→ TASK OBJECTIVE: Return every line of the records below that contains the word "distant", matching its case exactly.

→ RECORD EXCERPTS:
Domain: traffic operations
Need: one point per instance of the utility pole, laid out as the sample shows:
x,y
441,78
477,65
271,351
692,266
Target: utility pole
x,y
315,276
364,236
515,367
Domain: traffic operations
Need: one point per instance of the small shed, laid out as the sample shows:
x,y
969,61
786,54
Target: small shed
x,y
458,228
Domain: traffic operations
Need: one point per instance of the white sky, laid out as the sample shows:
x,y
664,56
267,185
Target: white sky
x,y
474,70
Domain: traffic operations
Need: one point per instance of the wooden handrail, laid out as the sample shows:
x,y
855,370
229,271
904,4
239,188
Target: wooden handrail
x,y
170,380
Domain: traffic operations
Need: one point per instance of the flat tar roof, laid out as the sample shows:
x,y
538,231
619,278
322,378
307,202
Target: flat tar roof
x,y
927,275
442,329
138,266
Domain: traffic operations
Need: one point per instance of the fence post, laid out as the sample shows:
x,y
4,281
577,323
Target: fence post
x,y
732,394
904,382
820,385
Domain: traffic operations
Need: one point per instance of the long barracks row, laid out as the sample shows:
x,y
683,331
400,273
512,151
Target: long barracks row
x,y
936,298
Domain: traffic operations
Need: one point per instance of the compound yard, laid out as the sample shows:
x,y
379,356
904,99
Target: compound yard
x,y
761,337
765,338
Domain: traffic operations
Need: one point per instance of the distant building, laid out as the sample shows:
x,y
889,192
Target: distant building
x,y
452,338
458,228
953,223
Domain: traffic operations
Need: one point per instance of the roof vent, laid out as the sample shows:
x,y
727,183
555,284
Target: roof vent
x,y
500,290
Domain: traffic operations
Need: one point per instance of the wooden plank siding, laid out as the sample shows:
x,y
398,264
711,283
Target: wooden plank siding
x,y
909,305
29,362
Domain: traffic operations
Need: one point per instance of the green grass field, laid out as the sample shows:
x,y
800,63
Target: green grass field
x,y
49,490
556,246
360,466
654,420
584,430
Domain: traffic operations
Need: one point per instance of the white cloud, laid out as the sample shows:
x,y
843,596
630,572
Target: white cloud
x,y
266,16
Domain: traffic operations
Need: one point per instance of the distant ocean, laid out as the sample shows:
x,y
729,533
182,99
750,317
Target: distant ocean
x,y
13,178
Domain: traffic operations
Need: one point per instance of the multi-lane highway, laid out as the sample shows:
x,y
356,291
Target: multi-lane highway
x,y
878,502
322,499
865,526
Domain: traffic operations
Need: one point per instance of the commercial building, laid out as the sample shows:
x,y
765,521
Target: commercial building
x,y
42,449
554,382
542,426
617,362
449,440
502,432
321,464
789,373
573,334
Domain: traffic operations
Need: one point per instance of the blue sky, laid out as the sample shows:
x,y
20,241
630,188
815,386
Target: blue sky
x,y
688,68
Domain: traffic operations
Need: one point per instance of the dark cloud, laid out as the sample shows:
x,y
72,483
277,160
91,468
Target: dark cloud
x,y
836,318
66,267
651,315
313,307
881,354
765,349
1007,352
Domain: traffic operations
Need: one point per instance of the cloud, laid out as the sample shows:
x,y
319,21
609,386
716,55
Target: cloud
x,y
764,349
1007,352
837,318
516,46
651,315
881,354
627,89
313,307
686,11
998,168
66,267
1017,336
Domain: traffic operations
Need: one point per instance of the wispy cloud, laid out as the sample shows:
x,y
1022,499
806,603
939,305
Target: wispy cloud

→ EXPECTED ANSWER:
Need: one point per instance of the distant building, laid out as the sample shows:
Target: distant building
Need: one point per instance of the distant ocean, laid out as the sample shows:
Target: distant ocean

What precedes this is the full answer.